>> Start PROVIDED PASSAGE

English Presbyterianism, 1590–1640

Written by Polly Ha Reviewed By Andrew Cinnamond

Received tradition since Patrick Collinson's seminal 1967 work The Elizabethan Puritan Movement holds that in the 1590s the Elizabethan Presbyterian movement was driven underground by state persecution, and to all intents and purposes, destroyed. Polly Ha's groundbreaking research, based on her excellent 2006 Cambridge University PhD thesis, shows that far from reappearing only in the 1640s during the Civil War, Presbyterianism never really went away, and the discovery of Walter Travers's encrypted papers (at one point in French using Greek letters!) at Trinity College, Dublin sheds vital new light on the movement during nearly half a century of alleged silence. New manuscript sources show a demonstrable continuity between the Elizabethan Presbyterians and their seventeenth-century successors. The book is helpfully divided into three parts, beginning with the wider theological-political context, then the emergence of a distinctive Presbyterian process, and finally analysing the example of the English Reformed churches in the Netherlands.

Part One, 'English Presbyterianism and the Church of England', admirably sets out the background of the early Presbyterians and their influential contribution to later ecclesiology, especially their sustained assault on episcopacy, which Hooker memorably defended. Travers and his colleagues needed to both uphold royal supremacy and deny any sense of separatism or sedition-the frequent charge of 'popularity' was a serious one to the Early Modern mind. Presbyterians were very keen to separate civil and ecclesiastical authority, but understood that minister and magistrate had to work closely together. The rule of one bishop was deeply mistrusted, and 'the discipline', a system of courts and synods, was devised to ensure doctrinal orthodoxy and correct behaviour.

>> End PROVIDED PASSAGE

(REQUIRED ACTIONS)
a – Extract the part of the review from "Part One, 'English" to "and correct behaviour.", copying it word for word.
b – According to the review, where were Walter Travers's encrypted papers discovered?
The entries after the review play no part in this work.

>> Start RECORDS PROVIDED

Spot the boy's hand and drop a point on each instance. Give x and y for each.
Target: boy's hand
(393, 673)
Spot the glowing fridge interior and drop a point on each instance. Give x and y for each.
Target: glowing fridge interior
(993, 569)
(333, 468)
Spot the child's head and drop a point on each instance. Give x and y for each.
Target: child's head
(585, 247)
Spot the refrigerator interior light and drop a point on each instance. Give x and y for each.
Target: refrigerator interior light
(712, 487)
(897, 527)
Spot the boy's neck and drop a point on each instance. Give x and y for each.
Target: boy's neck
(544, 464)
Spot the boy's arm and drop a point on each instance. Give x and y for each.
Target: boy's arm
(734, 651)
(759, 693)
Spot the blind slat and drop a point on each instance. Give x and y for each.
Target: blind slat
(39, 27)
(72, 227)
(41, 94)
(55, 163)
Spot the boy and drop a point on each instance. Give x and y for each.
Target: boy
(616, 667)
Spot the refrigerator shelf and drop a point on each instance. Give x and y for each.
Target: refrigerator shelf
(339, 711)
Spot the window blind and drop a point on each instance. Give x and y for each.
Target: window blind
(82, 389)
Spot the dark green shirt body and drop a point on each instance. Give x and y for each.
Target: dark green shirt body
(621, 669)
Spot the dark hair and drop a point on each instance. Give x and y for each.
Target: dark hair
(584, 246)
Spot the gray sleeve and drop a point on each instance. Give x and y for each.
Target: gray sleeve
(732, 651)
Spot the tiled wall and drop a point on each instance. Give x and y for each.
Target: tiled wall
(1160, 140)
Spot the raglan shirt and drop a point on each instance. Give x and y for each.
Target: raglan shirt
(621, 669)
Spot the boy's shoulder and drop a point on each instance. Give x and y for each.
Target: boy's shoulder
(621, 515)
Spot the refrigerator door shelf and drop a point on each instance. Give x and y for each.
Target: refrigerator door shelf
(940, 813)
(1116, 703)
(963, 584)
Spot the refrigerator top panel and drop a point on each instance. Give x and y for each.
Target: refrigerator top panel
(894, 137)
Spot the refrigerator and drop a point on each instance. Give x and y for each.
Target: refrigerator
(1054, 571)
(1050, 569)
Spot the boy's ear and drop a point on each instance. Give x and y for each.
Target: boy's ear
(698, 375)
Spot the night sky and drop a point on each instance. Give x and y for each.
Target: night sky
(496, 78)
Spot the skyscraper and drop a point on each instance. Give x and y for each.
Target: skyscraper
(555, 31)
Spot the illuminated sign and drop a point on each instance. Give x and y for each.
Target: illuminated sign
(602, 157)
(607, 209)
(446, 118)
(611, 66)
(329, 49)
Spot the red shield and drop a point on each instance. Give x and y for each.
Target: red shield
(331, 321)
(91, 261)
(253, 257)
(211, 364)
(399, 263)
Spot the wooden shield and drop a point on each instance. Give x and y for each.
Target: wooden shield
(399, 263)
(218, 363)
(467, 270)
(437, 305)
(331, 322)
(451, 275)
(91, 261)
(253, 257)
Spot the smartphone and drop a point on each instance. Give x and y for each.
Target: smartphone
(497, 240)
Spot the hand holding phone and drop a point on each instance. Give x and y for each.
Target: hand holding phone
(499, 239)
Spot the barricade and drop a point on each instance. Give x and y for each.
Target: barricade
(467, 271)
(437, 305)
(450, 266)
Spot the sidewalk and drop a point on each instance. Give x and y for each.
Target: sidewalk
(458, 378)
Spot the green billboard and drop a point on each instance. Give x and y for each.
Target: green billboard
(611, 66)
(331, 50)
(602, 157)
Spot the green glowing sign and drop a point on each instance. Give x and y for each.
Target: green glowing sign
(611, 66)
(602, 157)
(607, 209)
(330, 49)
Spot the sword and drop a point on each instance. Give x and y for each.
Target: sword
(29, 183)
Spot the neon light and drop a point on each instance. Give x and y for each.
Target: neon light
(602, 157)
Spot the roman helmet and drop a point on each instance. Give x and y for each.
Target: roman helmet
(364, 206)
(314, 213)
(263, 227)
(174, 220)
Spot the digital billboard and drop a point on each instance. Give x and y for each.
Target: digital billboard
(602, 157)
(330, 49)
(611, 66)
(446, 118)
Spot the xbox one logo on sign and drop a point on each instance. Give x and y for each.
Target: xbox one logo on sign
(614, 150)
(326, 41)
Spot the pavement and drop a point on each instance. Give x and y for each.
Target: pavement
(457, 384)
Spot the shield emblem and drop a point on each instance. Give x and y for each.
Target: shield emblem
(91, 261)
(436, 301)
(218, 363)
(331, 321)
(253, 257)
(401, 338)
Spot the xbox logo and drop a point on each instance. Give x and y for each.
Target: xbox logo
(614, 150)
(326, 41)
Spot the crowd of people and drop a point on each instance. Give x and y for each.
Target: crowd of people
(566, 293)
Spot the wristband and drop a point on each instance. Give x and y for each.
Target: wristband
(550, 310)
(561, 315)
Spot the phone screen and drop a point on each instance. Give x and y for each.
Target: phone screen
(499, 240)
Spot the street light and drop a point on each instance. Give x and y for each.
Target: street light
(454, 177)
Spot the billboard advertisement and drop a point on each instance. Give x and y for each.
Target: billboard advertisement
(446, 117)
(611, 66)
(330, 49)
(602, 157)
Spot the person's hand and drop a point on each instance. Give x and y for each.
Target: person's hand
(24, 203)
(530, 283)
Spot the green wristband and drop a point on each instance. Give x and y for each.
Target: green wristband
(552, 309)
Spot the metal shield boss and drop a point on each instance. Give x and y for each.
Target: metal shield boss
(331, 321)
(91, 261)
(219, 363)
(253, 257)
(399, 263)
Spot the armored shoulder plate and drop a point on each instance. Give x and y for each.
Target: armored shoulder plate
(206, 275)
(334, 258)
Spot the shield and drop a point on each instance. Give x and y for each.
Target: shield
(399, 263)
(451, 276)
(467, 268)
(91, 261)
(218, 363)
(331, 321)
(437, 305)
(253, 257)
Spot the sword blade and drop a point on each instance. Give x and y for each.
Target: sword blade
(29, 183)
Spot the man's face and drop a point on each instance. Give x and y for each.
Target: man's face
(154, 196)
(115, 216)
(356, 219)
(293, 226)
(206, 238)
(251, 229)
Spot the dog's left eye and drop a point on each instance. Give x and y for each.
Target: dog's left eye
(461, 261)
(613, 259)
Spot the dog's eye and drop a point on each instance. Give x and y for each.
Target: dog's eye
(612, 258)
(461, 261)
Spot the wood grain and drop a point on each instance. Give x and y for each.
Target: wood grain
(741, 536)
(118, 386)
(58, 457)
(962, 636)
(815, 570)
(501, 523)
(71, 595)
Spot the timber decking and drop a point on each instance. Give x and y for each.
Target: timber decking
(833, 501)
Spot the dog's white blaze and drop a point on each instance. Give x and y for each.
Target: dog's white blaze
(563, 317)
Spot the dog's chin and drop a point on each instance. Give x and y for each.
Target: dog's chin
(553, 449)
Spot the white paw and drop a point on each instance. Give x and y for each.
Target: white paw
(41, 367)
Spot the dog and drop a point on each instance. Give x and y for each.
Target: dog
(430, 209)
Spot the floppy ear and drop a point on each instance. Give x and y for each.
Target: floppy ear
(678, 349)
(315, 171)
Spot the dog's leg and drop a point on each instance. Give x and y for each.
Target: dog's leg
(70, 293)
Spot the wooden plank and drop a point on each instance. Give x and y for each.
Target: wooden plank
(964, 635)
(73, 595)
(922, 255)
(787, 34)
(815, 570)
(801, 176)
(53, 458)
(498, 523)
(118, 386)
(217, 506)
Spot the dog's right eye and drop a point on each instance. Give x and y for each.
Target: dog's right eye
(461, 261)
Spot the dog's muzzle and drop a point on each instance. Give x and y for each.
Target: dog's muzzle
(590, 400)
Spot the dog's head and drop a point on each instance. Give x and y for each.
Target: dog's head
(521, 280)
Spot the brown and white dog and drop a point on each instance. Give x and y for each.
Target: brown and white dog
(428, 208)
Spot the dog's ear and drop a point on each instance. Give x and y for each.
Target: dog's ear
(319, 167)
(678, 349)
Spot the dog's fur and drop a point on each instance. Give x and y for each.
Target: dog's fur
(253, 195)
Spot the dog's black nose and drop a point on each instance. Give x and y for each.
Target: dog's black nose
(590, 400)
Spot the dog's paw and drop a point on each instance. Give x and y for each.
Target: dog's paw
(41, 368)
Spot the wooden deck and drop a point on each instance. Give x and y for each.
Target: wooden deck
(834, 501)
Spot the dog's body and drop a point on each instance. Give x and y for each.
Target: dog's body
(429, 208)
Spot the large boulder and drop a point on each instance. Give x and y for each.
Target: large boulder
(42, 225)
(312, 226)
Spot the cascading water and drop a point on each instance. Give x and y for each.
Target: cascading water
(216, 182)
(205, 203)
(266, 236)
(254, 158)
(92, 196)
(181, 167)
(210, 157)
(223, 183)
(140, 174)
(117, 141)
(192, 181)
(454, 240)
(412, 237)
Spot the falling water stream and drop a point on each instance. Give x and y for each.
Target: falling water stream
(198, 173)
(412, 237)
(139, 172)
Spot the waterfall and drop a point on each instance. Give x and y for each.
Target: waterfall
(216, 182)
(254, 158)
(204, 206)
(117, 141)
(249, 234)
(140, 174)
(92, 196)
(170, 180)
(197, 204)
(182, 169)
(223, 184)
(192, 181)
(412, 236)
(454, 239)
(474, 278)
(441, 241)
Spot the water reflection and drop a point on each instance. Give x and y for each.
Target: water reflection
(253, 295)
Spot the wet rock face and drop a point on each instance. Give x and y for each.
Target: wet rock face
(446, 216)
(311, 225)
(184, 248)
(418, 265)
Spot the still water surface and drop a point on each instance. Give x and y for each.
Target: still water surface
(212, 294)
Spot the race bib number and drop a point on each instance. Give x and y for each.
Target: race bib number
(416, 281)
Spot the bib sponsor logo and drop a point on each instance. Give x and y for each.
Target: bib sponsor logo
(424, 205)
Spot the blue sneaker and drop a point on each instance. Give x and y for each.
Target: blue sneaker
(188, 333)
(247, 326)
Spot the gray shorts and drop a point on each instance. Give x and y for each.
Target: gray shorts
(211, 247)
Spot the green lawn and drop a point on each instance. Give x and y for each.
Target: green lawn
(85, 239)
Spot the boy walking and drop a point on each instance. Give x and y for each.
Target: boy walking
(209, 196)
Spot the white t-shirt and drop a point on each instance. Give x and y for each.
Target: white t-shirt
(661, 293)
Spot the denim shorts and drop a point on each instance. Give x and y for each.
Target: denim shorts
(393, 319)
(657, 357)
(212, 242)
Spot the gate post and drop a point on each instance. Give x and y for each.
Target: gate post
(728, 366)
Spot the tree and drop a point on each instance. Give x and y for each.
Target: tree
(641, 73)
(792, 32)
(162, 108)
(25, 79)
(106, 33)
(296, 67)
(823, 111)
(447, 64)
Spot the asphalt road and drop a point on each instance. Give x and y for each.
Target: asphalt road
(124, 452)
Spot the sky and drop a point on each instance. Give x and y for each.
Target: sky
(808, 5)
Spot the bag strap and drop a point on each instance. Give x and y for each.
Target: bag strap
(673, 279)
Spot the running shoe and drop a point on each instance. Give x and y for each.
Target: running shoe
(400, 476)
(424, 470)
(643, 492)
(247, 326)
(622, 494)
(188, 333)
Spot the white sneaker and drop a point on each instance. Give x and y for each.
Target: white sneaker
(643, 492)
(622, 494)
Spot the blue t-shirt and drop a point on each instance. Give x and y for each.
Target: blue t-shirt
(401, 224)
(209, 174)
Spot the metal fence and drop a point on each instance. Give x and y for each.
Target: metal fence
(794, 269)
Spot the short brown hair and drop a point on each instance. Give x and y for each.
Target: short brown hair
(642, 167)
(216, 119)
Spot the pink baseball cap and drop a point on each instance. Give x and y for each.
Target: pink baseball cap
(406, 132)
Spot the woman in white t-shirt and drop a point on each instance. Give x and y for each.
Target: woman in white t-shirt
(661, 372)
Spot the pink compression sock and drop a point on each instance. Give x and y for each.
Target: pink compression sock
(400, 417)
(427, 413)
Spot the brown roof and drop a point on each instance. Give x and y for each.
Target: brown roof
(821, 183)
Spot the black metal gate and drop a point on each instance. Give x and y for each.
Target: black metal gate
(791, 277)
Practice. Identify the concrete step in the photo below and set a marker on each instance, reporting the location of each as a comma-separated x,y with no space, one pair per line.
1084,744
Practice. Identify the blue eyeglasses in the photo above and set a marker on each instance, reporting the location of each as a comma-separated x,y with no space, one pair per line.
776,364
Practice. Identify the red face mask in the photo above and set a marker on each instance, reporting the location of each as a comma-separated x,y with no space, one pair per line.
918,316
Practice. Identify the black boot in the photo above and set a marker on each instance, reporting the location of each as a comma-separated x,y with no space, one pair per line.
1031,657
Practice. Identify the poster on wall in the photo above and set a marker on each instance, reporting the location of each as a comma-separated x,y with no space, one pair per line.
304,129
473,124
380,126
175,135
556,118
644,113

>> End RECORDS PROVIDED

(SOLUTION LIST)
a –
Part One, 'English Presbyterianism and the Church of England', admirably sets out the background of the early Presbyterians and their influential contribution to later ecclesiology, especially their sustained assault on episcopacy, which Hooker memorably defended. Travers and his colleagues needed to both uphold royal supremacy and deny any sense of separatism or sedition-the frequent charge of 'popularity' was a serious one to the Early Modern mind. Presbyterians were very keen to separate civil and ecclesiastical authority, but understood that minister and magistrate had to work closely together. The rule of one bishop was deeply mistrusted, and 'the discipline', a system of courts and synods, was devised to ensure doctrinal orthodoxy and correct behaviour.

b – At Trinity College, Dublin.